What are the file limits in Git (number and size)?

Question

Does anyone know what are the Git limits for number of files and size of files?

VonC · Accepted Answer · 2015-04-09 06:35:06Z

This message from Linus himself can help you with some other limits

[...] CVS, ie it really ends up being pretty much oriented to a "one file at a time" model.

Which is nice in that you can have a million files, and then only check out a few of them - you'll never even see the impact of the other 999,995 files.

Git fundamentally never really looks at less than the whole repo. Even if you limit things a bit (ie check out just a portion, or have the history go back just a bit), git ends up still always caring about the whole thing, and carrying the knowledge around.

So git scales really badly if you force it to look at everything as one huge repository. I don't think that part is really fixable, although we can probably improve on it.

And yes, then there's the "big file" issues. I really don't know what to do about huge files. We suck at them, I know.

See more in my other answer: the limit with Git is that each repository must represent a "coherent set of files", the "all system" in itself (you can not tag "part of a repository").
If your system is made of autonomous (but inter-dependent) parts, you must use submodules.

As illustrated by Talljoe's answer, the limit can be a system one (large number of files), but if you do understand the nature of Git (about data coherency represented by its SHA-1 keys), you will realize the true "limit" is a usage one: i.e, you should not try to store everything in a Git repository, unless you are prepared to always get or tag everything back. For some large projects, it would make no sense.

For a more in-depth look at git limits, see "git with large files"
(which mentions git-lfs: a solution to store large files outside the git repo. GitHub, April 2015)

Material provided:
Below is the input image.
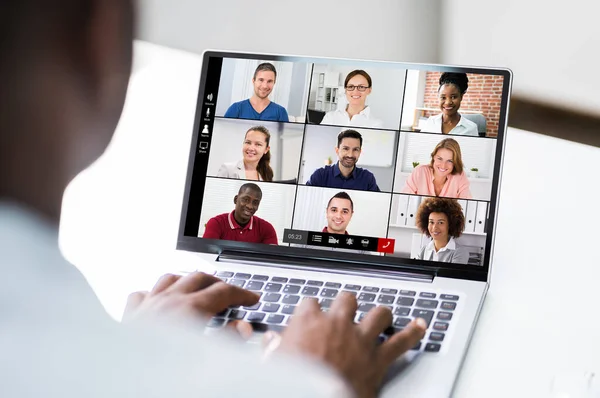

Stated exercise A:
Name each person mentioned in the Git limits thread, counting the author byline.
Stated exercise B:
According to the Git limits thread, what must you use if your system is made of autonomous but inter-dependent parts?
Stated exercise C:
Reproduce the Git limits thread word for word, everything from "[...] CVS, ie" down to "them, I know.".
The material comes from a separate source and has nothing to do with the Git limits thread.

Exercise answer A:
VonC, Linus, Talljoe

Exercise answer B:
Submodules.

Exercise answer C:
[...] CVS, ie it really ends up being pretty much oriented to a "one file at a time" model.

Which is nice in that you can have a million files, and then only check out a few of them - you'll never even see the impact of the other 999,995 files.

Git fundamentally never really looks at less than the whole repo. Even if you limit things a bit (ie check out just a portion, or have the history go back just a bit), git ends up still always caring about the whole thing, and carrying the knowledge around.

So git scales really badly if you force it to look at everything as one huge repository. I don't think that part is really fixable, although we can probably improve on it.

And yes, then there's the "big file" issues. I really don't know what to do about huge files. We suck at them, I know.